- _Input records_:
==============================

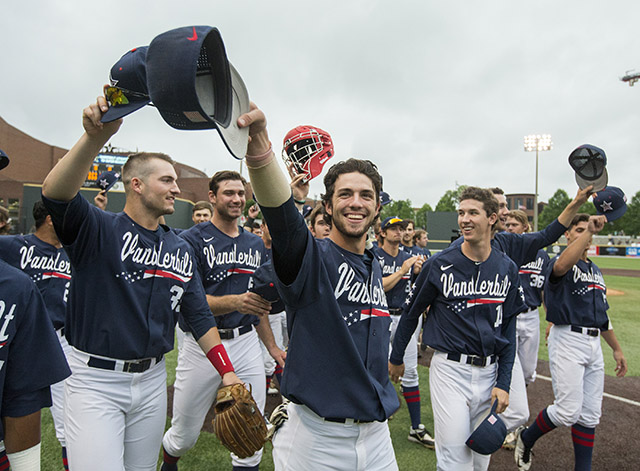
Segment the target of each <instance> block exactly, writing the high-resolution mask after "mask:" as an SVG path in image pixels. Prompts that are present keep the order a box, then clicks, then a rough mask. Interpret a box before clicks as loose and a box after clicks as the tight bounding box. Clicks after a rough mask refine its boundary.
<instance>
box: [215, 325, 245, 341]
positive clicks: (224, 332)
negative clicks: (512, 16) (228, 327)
mask: <svg viewBox="0 0 640 471" xmlns="http://www.w3.org/2000/svg"><path fill="white" fill-rule="evenodd" d="M252 330H253V324H249V325H245V326H244V327H240V328H239V329H238V328H236V329H218V333H219V334H220V338H221V339H222V340H230V339H232V338H234V337H240V336H241V335H242V334H246V333H247V332H251V331H252ZM236 332H238V334H237V335H236Z"/></svg>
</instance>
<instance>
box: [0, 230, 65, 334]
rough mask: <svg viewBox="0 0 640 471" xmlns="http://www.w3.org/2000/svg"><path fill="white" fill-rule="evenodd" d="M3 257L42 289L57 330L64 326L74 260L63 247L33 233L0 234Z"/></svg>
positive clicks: (3, 259)
mask: <svg viewBox="0 0 640 471" xmlns="http://www.w3.org/2000/svg"><path fill="white" fill-rule="evenodd" d="M0 257H1V258H2V259H3V260H4V261H5V262H7V263H8V264H9V265H11V266H13V267H15V268H17V269H18V270H21V271H23V272H25V273H26V274H27V275H29V278H31V280H33V281H34V282H35V284H36V286H37V287H38V289H39V290H40V294H42V297H43V298H44V303H45V305H46V306H47V312H48V313H49V317H50V318H51V321H52V322H53V327H54V328H55V329H56V330H57V329H60V328H62V327H64V316H65V311H66V308H67V295H68V293H69V285H70V284H71V263H70V262H69V257H67V253H66V252H65V251H64V249H63V248H62V247H60V248H56V247H54V246H53V245H51V244H48V243H46V242H44V241H43V240H40V239H39V238H37V237H36V236H35V235H33V234H29V235H26V236H22V235H16V236H2V237H0Z"/></svg>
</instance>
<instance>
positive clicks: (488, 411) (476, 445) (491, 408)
mask: <svg viewBox="0 0 640 471" xmlns="http://www.w3.org/2000/svg"><path fill="white" fill-rule="evenodd" d="M497 407H498V401H497V400H496V401H493V405H492V406H491V409H489V411H488V414H487V415H486V417H483V418H482V419H481V420H480V423H479V425H478V426H477V427H476V428H475V430H474V431H473V432H472V433H471V435H469V438H467V441H466V442H465V444H466V445H467V446H468V447H469V448H471V449H472V450H473V451H475V452H476V453H480V454H481V455H490V454H491V453H493V452H495V451H498V450H499V449H500V447H502V444H503V443H504V439H505V437H506V436H507V427H506V425H505V424H504V422H503V421H502V419H501V418H500V417H499V416H498V414H496V408H497Z"/></svg>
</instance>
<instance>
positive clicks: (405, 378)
mask: <svg viewBox="0 0 640 471" xmlns="http://www.w3.org/2000/svg"><path fill="white" fill-rule="evenodd" d="M390 317H391V327H390V329H391V335H390V337H389V342H390V344H389V345H390V348H389V355H391V350H392V348H391V347H392V346H393V338H394V337H395V335H396V329H397V328H398V322H400V317H401V316H390ZM420 318H422V316H421V317H420ZM421 324H422V322H419V323H418V327H417V328H416V330H415V331H414V333H413V335H412V336H411V340H409V343H408V344H407V349H406V350H405V352H404V357H403V358H402V362H403V363H404V375H403V376H402V377H401V378H400V384H402V386H404V387H405V388H412V387H415V386H418V383H419V378H418V342H417V341H416V338H417V335H418V334H419V333H420V327H421Z"/></svg>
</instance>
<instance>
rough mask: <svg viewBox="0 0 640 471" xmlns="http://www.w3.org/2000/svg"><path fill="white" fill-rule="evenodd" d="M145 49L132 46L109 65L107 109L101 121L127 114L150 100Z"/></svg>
mask: <svg viewBox="0 0 640 471" xmlns="http://www.w3.org/2000/svg"><path fill="white" fill-rule="evenodd" d="M147 49H148V47H147V46H141V47H136V48H133V49H131V50H130V51H129V52H127V53H126V54H125V55H124V56H122V57H121V58H120V60H118V62H116V63H115V64H114V65H113V67H111V71H110V72H109V84H110V86H109V87H107V89H106V90H105V95H106V97H107V101H108V102H109V109H108V110H107V112H106V113H105V114H104V115H102V119H101V120H100V121H102V122H103V123H110V122H111V121H115V120H116V119H120V118H122V117H124V116H127V115H128V114H131V113H133V112H134V111H137V110H139V109H140V108H142V107H144V106H146V105H148V104H149V103H150V102H151V98H149V92H148V91H147V66H146V59H147Z"/></svg>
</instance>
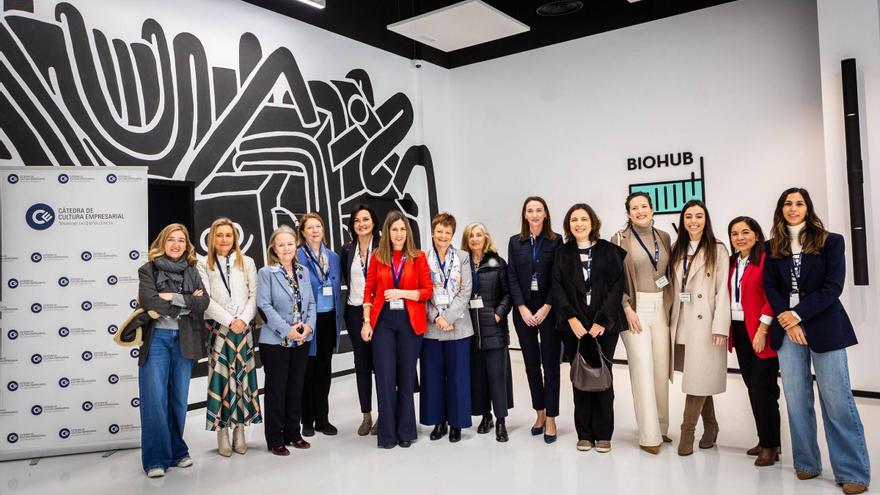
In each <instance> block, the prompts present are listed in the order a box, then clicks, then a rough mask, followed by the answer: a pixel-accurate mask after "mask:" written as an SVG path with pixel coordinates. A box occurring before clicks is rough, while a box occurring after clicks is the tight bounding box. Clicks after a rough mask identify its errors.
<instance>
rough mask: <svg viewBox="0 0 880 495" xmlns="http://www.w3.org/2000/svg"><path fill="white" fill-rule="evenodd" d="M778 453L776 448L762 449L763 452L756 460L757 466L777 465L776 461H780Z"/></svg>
mask: <svg viewBox="0 0 880 495" xmlns="http://www.w3.org/2000/svg"><path fill="white" fill-rule="evenodd" d="M777 452H778V451H777V450H776V447H772V448H769V449H765V448H764V447H761V452H760V453H759V454H758V458H757V459H755V465H756V466H759V467H763V466H772V465H774V464H776V461H777V460H778V459H779V454H778V453H777Z"/></svg>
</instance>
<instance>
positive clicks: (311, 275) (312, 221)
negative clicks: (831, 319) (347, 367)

==============================

- _What to work on_:
I'd like the lines above from the one with "box: [0, 230, 65, 334]" up to and including the one with "257L42 289L57 330L64" copied exactly, with no other lines.

- _Response for this exercise_:
box: [0, 230, 65, 334]
rough mask: <svg viewBox="0 0 640 471" xmlns="http://www.w3.org/2000/svg"><path fill="white" fill-rule="evenodd" d="M3 257L42 289L57 330L64 326L74 260L63 247L33 233L0 234Z"/></svg>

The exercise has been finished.